# Given data
— Begin —

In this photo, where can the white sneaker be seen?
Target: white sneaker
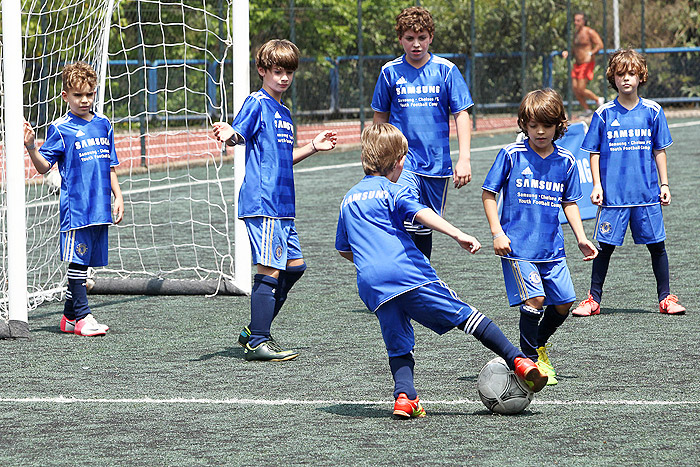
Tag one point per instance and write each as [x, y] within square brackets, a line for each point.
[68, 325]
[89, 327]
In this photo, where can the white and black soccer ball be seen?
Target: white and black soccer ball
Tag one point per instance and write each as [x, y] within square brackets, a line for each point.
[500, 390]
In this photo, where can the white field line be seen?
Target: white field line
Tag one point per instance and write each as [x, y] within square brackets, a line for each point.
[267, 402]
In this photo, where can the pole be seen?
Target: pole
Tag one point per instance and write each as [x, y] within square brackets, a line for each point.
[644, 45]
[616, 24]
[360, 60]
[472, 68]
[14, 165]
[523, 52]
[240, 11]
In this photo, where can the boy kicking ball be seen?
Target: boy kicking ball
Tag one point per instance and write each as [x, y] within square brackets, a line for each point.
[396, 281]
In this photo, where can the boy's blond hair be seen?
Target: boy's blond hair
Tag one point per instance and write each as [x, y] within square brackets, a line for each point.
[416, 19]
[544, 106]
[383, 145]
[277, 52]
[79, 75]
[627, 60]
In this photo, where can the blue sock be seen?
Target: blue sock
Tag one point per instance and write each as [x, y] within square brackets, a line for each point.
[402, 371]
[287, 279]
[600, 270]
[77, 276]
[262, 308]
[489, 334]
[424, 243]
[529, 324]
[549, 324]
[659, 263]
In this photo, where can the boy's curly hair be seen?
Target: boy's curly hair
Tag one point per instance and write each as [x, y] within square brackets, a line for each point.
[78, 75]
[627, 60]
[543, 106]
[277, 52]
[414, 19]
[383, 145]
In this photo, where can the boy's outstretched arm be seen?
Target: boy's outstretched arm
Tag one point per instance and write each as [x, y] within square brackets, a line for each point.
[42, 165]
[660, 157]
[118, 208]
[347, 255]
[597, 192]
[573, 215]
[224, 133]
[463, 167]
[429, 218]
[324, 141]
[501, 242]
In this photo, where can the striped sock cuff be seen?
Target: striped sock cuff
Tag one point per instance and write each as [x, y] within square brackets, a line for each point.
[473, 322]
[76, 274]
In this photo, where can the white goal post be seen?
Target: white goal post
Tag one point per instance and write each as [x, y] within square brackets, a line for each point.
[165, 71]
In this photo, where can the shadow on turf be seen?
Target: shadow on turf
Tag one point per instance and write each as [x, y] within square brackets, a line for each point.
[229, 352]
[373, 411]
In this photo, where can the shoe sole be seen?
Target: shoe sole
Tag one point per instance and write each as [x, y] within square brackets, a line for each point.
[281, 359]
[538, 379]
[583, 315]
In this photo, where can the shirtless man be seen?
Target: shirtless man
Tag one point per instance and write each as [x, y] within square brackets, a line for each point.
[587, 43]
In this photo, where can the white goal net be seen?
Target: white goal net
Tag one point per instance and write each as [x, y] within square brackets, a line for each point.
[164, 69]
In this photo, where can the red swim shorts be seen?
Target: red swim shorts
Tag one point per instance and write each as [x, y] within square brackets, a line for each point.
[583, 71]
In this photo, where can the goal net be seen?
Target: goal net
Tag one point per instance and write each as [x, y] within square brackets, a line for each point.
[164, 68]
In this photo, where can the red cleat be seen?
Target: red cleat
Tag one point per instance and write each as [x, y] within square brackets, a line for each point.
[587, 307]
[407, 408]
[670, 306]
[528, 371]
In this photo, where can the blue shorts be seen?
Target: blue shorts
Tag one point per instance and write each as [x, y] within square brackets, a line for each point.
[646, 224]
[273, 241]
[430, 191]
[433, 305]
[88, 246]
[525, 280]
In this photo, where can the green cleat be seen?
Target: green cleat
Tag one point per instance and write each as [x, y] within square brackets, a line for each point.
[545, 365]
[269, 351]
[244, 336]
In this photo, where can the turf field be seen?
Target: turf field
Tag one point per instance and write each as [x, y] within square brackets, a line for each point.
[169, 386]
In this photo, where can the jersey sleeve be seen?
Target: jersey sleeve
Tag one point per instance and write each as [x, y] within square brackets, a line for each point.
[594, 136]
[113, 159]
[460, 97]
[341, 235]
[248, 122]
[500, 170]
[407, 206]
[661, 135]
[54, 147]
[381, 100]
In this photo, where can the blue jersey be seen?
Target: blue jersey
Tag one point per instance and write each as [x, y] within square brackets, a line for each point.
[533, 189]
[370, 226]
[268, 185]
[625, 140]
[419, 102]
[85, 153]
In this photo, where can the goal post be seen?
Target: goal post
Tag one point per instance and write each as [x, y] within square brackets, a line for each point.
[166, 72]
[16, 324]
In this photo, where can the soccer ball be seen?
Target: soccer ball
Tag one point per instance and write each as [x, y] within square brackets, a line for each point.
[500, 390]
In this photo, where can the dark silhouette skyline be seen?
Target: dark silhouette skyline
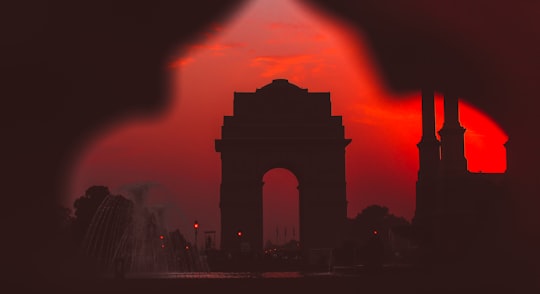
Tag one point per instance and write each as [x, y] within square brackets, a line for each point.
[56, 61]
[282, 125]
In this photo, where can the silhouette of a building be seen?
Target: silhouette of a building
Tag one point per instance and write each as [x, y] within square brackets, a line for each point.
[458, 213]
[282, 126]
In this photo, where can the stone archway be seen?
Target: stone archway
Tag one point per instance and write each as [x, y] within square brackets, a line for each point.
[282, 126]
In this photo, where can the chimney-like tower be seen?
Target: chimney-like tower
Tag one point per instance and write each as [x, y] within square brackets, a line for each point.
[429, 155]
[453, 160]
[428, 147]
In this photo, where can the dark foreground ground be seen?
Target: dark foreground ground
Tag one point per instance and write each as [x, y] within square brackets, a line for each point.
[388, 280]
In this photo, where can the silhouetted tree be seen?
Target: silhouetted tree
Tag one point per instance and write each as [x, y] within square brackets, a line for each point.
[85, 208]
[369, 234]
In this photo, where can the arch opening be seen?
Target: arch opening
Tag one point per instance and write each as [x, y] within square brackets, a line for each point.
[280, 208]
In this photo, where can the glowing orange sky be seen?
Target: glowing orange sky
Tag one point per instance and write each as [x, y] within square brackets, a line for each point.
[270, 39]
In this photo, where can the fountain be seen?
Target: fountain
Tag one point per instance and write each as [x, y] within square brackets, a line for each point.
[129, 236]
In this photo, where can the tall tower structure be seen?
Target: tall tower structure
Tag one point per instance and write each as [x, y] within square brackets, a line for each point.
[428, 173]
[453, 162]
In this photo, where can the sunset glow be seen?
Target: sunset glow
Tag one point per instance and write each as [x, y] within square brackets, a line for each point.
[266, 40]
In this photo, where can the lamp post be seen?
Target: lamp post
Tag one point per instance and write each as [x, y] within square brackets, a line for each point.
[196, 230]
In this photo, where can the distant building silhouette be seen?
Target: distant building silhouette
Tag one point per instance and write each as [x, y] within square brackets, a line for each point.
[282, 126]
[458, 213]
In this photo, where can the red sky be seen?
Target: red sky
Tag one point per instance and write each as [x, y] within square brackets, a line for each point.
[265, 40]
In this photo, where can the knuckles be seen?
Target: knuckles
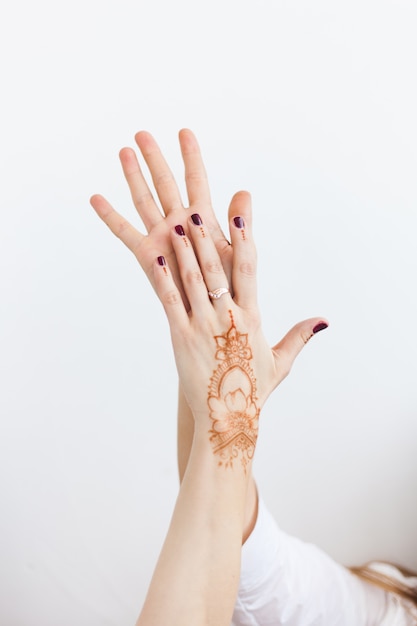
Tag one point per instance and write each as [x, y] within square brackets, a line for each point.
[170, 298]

— End —

# Stated exercise
Make an exact copy of the records shown above, without the pictures.

# Response below
In this photo, where can the white sneaker be seen?
Target: white sneaker
Tag one point per instance and write each as [x, y] within square brackets, a line for each point.
[68, 325]
[89, 327]
In this photo, where can the white and black soccer ball be seen?
Target: white and black soccer ball
Tag one point per instance and write each as [x, y] within square brackets, a line for each point.
[500, 390]
In this photo, where can the white field line be seen?
Target: white field line
Tag one point per instance and write each as [x, y] within square brackets, a line for each point.
[267, 402]
In this photo, where can the pole be seen?
Target: pole
Tag one point per instance and write each as [x, y] within square brackets, a line for each point.
[644, 45]
[616, 24]
[360, 60]
[472, 68]
[14, 165]
[523, 52]
[240, 11]
In this photo, where can the boy kicking ball be seen?
Target: boy kicking ball
Tag one point per instance and write each as [x, y] within square brackets, a line for each point.
[396, 281]
In this photo, where can the boy's blond hair be seen?
Target: boy's blond hair
Tag one point per instance and write each as [x, y] within square brackets, a line for each point.
[416, 19]
[544, 106]
[383, 145]
[277, 52]
[79, 75]
[627, 60]
In this photo, where can the blue sock be seen?
Target: blue sock
Tag one point per instance and write each as [x, y] within square brackets, a line for each point.
[402, 371]
[287, 279]
[600, 270]
[77, 276]
[262, 308]
[489, 334]
[424, 243]
[529, 324]
[549, 324]
[659, 263]
In this photo, where can the boy's curly hair be seen?
Target: boy's curly hair
Tag one point per instance and write each as [x, y] within square brackets, a line for each point.
[78, 75]
[627, 60]
[543, 106]
[277, 52]
[414, 19]
[383, 145]
In this photo, where can the boy's outstretched arm be seen?
Target: boy's outstretched arm
Tag one point per instance and write each as [x, y] within square brackets, a line for each point.
[42, 165]
[660, 157]
[118, 208]
[347, 255]
[597, 192]
[573, 215]
[224, 133]
[463, 167]
[429, 218]
[324, 141]
[501, 242]
In this photo, where can the striped sock cuff be seen?
Target: striped sock cuff
Tag one point per instance and write each as [x, y] within square brackets, a line for each point.
[473, 322]
[76, 274]
In this photo, where can the white goal post be seen?
Target: white goal post
Tag one point per instance and write each as [x, y] within square brackets, a line for each point.
[165, 71]
In this photo, where can the shadow on turf be seen?
Target: shadow on turf
Tag one point per instance and write each as [x, y] within square brackets, a line for each point.
[229, 352]
[373, 411]
In this photo, where can the shoe sole be seen?
Target: shoe sole
Tag one point per instance and write each as [x, y] within square brackets, a line for each point.
[281, 359]
[538, 379]
[583, 315]
In this photo, where can the shirtless man be seen?
Target: shirtless man
Tag one point per instance and write each as [x, y] within square brackets, a line for each point.
[587, 43]
In this photo, where can the white goal net be seen?
Target: white goal net
Tag one point per instance and write each as [x, y] within square brackets, a line for each point.
[164, 69]
In this photo, where can the red swim shorts be seen?
Target: red swim shorts
Tag one point per instance and write each as [x, y] within square brackets, a line for each point.
[583, 71]
In this photo, where can the goal net be seen?
Target: goal net
Tag one point per instance and write each as [x, y] within square brackets, a line for each point.
[164, 68]
In this photo, where can the red cleat be seen?
Target: red cleat
Tag one point per instance and write each as [x, y] within square brackets, a line for each point.
[587, 307]
[407, 408]
[670, 306]
[528, 371]
In this photo, where can the blue shorts be seen?
Target: blue shorts
Tag one point per instance and write each as [x, y] within square brackets, a line for each point.
[646, 224]
[273, 241]
[430, 191]
[433, 305]
[88, 246]
[525, 280]
In this photo, where can the green cleat be seen?
Target: green cleat
Tag one point per instance and write each as [x, y] within square brackets, a line for each point.
[545, 365]
[269, 351]
[244, 336]
In this photo, where can the turf field be seen?
Target: turf field
Tag one point per instance and write each as [x, y] within square brackets, a line for each point.
[169, 386]
In this photo, where can the jersey sleeve be seen?
Target: jersey sleeve
Tag one point per instance and write each as [x, y] within square brackets, a line for each point.
[594, 136]
[113, 159]
[460, 97]
[341, 235]
[248, 122]
[500, 170]
[407, 206]
[661, 135]
[54, 147]
[381, 100]
In this photo, where can the blue jersey be seen?
Target: blue jersey
Tag one point per instance and write each as [x, y] within square brackets, a line for each point.
[533, 189]
[370, 226]
[268, 185]
[625, 140]
[419, 102]
[85, 153]
In this photo, where can the goal post be seen?
Target: goal post
Tag one point per instance and write each as [x, y] within square brackets, a line for each point.
[166, 72]
[16, 324]
In this photo, where can the soccer ball be seen?
Target: soccer ball
Tag one point per instance and write each as [x, y] within square brackets, a line for each point.
[500, 390]
In this photo, where can the dark silhouette skyline be seen?
Target: dark silhouette skyline
Tag one point per instance and write each as [x, y] within square brackets, a line for each point.
[56, 61]
[282, 125]
In this photo, where can the silhouette of a building be seen?
Target: silhouette of a building
Tag one point per instance and write each as [x, y] within square brackets, a line for each point.
[458, 213]
[282, 126]
In this photo, where can the stone archway be seen?
Target: stone archway
Tag one point per instance and write each as [x, y] within square brackets, a line for each point.
[282, 126]
In this photo, where can the chimney-like tower be seen?
Target: chimney-like tower
Tag one point per instance and write each as [x, y] within square brackets, a line for each point.
[429, 155]
[453, 160]
[428, 147]
In this photo, where can the dark foreground ground be seen?
Target: dark foreground ground
Tag one point per instance and write each as [x, y] within square brackets, a line for each point.
[388, 280]
In this photo, where can the silhouetted tree be seen?
Target: silhouetted tree
Tag one point per instance and write each as [x, y] within square brackets, a line for each point.
[85, 208]
[369, 234]
In this photo, where can the arch opening be seen?
Target: arch opening
Tag one point per instance and write each as [x, y] within square brackets, a line for each point.
[280, 208]
In this photo, where can the glowing orange sky be seen?
Target: glowing orange sky
Tag one point per instance and write each as [x, y] within square brackets, a line for each point.
[270, 39]
In this photo, where can the fountain be seen?
Target: fountain
Tag one point per instance and write each as [x, y] within square brackets, a line for each point.
[129, 236]
In this photo, where can the tall tower structure be seen?
Target: tall tower structure
Tag one point per instance and write each as [x, y] within square brackets, a line for each point.
[428, 173]
[453, 162]
In this photo, where can the sunset glow be seen?
Target: sunset glow
Tag one point per instance and write each as [x, y] within square brackets, a line for each point.
[266, 40]
In this photo, where can the lamp post be seen?
Target: lamp post
Tag one point per instance and write each as [x, y] within square brackets, a line for each point.
[196, 230]
In this photo, where can the distant building silhouette be seen?
Target: distant building silhouette
Tag one point per instance and write each as [x, y] within square brackets, a line for each point.
[282, 126]
[458, 213]
In this photo, where can the red sky be seen?
Target: red sky
Tag one point per instance and write each as [x, y] within square brackets, a line for each point.
[265, 40]
In this photo, where can the knuckles be seen?
Target: knuckles
Tag one point per instance and write each as [x, y] within square brackets, a line for each point.
[170, 298]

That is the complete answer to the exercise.